Every line with the word "window" in it should be extracted from the data that follows.

[Extracted data entries]
* * *

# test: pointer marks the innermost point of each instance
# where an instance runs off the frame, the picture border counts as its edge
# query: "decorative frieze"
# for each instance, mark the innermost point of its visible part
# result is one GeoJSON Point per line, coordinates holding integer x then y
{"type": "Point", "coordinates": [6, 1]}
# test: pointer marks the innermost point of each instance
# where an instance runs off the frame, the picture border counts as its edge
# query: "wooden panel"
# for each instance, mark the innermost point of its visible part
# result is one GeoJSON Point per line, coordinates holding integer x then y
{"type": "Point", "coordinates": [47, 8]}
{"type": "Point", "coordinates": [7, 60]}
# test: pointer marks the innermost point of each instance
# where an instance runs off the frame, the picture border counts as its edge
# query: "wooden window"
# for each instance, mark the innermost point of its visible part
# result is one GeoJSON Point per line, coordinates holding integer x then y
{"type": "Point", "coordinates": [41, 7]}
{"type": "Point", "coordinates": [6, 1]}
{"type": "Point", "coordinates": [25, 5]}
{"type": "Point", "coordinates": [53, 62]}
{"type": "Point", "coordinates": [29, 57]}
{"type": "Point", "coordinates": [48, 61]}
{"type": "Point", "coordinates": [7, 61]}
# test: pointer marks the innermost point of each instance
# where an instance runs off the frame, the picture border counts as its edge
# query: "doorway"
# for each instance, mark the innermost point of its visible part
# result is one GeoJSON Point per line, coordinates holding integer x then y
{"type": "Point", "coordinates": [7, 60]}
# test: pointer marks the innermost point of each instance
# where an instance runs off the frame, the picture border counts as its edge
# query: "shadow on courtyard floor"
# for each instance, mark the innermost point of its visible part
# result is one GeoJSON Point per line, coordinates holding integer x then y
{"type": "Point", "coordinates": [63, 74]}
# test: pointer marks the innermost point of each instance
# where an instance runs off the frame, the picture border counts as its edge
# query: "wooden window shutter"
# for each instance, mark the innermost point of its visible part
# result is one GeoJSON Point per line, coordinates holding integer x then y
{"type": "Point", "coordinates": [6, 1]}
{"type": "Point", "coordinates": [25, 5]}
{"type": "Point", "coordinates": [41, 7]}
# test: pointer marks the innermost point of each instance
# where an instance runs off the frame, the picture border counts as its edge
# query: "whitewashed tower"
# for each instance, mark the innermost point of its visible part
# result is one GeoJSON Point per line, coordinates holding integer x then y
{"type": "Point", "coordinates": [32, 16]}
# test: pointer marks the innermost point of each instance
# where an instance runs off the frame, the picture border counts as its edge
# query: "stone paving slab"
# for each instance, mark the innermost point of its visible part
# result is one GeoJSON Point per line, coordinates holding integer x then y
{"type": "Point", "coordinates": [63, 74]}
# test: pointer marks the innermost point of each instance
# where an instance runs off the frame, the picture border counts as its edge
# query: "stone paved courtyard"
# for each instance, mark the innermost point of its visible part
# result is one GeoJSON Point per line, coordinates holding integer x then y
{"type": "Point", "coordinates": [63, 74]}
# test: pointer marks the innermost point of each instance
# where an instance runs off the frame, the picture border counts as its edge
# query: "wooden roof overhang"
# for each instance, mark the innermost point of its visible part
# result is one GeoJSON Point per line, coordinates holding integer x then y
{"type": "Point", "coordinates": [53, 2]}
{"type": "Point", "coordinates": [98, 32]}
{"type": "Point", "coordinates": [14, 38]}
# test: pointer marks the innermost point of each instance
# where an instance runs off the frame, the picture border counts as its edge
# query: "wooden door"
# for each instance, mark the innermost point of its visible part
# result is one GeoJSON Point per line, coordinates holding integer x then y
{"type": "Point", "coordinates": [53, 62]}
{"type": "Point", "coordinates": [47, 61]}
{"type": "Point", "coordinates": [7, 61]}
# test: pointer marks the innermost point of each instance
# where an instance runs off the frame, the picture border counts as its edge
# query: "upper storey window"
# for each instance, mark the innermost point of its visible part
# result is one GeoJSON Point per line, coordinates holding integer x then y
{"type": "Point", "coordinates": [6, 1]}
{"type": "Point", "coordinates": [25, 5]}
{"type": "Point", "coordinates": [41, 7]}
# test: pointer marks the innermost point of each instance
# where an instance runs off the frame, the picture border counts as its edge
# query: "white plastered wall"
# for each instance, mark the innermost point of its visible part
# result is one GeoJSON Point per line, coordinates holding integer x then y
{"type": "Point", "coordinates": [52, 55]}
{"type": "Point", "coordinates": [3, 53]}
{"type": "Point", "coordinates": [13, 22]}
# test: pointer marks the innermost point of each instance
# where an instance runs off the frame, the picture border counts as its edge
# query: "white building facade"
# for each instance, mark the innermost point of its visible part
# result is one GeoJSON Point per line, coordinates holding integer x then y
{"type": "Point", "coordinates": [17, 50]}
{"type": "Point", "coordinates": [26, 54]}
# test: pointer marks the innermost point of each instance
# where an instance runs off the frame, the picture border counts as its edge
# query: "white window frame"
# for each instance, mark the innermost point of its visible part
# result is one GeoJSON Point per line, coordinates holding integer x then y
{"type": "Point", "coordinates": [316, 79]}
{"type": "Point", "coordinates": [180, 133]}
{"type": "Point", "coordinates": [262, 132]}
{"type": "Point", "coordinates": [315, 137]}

* * *

*Your response*.
# query: "wooden window"
# query: "wooden window shutter"
# query: "upper storey window"
# query: "white window frame"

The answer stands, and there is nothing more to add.